→ 本文抜粋:

·····

アナログライフ•エピソード~SUICAを忘れて・・・

5月のある日、月に一度の通院で都内まで出かけた。踏切の近くまで行ってSUICAを忘れたことに気がついたのだが、取りに帰るのが面倒でそのまま駅へ。今日一日は現金で切符を買うことを覚悟した。

現金で切符を買うのは何年ぶりのことか。おそらくは10年、いや20年ぶりかもしれない。いつも新宿経由で御茶ノ水まで行く。新宿までの料金を調べると570 円。千円札を出して所定の場所に投入する。切符が出てきて430円のお釣りを受け取ってから、はたと気がついた。

しまった! 小田急乗り換えなのにJRの切符を570円分買ってしまった。登戸までは140 円、このままで行くと430円の損をして、登戸駅で小田急、登戸〜新宿分を買うことになる。あ〜あ、何をやっているのか!SUICAを忘れさえしなければこんなことにはならなかったのに!

·····

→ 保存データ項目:
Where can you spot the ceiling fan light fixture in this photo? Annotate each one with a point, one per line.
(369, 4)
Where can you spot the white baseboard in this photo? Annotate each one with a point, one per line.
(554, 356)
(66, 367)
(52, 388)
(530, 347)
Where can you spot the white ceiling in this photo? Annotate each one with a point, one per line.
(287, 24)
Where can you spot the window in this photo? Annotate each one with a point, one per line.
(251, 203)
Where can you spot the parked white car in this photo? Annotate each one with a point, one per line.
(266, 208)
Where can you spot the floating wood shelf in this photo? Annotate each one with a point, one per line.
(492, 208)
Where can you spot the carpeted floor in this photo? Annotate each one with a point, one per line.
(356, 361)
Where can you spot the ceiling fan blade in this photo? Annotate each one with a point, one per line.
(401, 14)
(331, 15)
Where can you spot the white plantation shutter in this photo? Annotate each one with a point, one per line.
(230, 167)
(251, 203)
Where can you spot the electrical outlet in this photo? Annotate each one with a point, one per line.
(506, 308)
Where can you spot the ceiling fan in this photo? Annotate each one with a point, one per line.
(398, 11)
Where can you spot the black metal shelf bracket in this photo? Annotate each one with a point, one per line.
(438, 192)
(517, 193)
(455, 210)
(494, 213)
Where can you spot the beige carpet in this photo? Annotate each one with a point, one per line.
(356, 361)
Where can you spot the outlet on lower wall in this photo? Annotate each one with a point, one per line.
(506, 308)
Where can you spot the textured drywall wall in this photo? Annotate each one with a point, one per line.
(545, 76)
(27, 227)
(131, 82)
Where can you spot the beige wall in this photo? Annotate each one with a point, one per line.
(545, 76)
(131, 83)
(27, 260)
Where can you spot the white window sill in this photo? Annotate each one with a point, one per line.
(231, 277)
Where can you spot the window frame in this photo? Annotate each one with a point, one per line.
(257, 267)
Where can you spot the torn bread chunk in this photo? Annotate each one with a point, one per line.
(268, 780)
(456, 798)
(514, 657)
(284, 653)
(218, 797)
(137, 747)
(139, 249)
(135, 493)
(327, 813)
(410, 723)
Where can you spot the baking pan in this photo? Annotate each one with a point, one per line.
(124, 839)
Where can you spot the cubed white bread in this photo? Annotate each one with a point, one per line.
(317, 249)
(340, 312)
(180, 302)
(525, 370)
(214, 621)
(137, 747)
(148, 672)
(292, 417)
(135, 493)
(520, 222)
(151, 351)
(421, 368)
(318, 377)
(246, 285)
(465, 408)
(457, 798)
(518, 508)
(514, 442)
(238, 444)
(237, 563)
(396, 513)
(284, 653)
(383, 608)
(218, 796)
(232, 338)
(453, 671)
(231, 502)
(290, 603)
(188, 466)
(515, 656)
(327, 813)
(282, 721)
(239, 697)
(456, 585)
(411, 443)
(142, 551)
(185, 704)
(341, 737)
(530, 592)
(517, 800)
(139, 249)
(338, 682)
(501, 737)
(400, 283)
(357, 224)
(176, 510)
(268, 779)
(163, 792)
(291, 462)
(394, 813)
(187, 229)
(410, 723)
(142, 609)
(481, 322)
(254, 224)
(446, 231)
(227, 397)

·····

→ 以下の課題:
1. 本文抜粋について、次の問いに答えよ。
(a) 通院はどのくらいの頻度か。
(b) 新宿までの料金はいくらか。
(c) 登戸までの料金はいくらか。
2. 本文抜粋の「アナログライフ•エピソード~SUICAを忘れて・・・」から「ってから、はたと気がついた。」までを、「御茶ノ水」を「秋葉原」に入れ替えて書き直せ。
3. 次の各文が本文抜粋の内容と一致するか、はい・いいえで答え、根拠となる本文の語句をそのまま引用せよ。
(a) 筆者はSUICAを取りに家へ戻った。
(b) 筆者は千円札で切符を買った。
(c) 現金で切符を買うのは数か月ぶりだった。

→ 課題の解答:
1.
(a) 月に一度
(b) 570円
(c) 140円

2.
アナログライフ•エピソード~SUICAを忘れて・・・

5月のある日、月に一度の通院で都内まで出かけた。踏切の近くまで行ってSUICAを忘れたことに気がついたのだが、取りに帰るのが面倒でそのまま駅へ。今日一日は現金で切符を買うことを覚悟した。

現金で切符を買うのは何年ぶりのことか。おそらくは10年、いや20年ぶりかもしれない。いつも新宿経由で秋葉原まで行く。新宿までの料金を調べると570 円。千円札を出して所定の場所に投入する。切符が出てきて430円のお釣りを受け取ってから、はたと気がついた。

3.
(a) いいえ。「取りに帰るのが面倒でそのまま駅へ。」
(b) はい。「千円札を出して所定の場所に投入する。」
(c) いいえ。「おそらくは10年、いや20年ぶりかもしれない。」